__What this task involves__
Search term "blurred": copy each line of the data containing it.

-------- Material provided --------

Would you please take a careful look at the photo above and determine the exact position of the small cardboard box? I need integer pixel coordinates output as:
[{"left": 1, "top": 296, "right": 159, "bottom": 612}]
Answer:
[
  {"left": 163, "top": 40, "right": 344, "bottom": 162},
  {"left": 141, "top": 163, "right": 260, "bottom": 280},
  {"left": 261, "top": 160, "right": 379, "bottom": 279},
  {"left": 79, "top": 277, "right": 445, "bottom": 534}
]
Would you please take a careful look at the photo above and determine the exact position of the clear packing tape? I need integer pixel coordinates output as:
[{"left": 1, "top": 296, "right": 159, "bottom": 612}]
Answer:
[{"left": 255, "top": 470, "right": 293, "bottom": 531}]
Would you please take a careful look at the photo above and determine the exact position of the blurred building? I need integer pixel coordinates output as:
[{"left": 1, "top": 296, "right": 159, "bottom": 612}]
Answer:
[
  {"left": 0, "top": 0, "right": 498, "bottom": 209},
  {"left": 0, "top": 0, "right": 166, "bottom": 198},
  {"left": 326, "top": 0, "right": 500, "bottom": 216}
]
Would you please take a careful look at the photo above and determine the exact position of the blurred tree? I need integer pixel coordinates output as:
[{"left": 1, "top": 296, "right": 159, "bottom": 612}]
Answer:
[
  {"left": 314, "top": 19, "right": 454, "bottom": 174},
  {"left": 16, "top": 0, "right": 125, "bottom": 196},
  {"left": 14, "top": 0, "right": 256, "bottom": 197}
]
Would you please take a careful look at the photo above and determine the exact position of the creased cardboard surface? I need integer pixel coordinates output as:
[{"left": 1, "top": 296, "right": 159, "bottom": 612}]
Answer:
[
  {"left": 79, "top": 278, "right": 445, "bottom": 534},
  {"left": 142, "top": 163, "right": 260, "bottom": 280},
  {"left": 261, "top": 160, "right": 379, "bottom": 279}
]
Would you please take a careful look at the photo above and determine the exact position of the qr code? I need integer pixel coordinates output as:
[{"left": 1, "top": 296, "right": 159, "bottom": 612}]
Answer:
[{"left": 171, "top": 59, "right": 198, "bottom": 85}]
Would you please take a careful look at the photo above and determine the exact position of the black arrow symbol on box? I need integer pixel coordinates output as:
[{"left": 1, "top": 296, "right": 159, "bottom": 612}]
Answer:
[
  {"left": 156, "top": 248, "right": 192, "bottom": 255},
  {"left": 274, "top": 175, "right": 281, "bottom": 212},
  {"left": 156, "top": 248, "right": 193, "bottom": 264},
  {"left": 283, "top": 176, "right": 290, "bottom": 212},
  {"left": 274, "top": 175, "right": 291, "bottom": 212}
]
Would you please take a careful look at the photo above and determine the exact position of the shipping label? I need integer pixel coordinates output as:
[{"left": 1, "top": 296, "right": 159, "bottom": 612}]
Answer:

--------
-------- Material provided --------

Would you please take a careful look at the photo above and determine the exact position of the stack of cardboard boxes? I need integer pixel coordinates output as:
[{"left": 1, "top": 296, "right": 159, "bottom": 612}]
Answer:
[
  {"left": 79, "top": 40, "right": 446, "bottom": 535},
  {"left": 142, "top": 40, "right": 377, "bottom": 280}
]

--------
-------- Material provided --------

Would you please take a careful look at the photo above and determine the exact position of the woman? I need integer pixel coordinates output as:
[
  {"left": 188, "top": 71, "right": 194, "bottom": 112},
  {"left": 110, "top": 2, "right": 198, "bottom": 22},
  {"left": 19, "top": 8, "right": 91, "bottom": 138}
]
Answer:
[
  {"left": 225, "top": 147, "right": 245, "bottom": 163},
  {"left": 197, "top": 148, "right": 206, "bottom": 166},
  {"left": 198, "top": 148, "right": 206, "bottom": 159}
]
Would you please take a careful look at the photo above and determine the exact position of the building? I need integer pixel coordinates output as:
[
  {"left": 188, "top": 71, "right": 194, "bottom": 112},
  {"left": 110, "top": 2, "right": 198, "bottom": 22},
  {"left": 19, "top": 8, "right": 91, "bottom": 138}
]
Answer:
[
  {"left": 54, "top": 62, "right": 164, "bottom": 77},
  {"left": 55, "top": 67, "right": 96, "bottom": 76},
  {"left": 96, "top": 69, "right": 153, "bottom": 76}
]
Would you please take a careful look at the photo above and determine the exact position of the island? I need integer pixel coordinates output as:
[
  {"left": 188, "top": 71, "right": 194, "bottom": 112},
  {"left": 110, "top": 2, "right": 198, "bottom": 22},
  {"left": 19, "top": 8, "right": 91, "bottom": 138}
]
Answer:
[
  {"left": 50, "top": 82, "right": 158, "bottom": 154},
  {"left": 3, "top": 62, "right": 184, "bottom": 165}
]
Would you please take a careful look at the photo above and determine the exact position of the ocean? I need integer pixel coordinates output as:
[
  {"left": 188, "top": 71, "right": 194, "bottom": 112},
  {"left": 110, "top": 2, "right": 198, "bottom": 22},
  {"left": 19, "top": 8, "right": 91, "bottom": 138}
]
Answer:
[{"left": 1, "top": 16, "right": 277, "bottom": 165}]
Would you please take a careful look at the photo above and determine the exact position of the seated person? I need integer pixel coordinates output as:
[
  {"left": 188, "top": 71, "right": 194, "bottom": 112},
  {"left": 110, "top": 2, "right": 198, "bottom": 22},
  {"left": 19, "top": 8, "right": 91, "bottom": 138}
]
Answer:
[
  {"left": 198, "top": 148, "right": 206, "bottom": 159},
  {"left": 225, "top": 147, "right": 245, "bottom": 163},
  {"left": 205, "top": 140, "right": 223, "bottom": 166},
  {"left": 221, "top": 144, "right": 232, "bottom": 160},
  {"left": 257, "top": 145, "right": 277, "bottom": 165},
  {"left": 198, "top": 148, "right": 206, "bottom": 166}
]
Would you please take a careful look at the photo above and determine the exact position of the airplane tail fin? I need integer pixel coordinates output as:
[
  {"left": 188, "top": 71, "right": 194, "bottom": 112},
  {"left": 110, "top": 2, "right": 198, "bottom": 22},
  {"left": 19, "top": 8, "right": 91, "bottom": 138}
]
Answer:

--------

__Problem solution__
Would you please take a careful look at the photo above and determine the exact position of the blurred building? I need integer pixel coordinates output as:
Would you please take a careful look at the photo above and determine the exact position of the blurred tree? I need integer pixel coordinates output as:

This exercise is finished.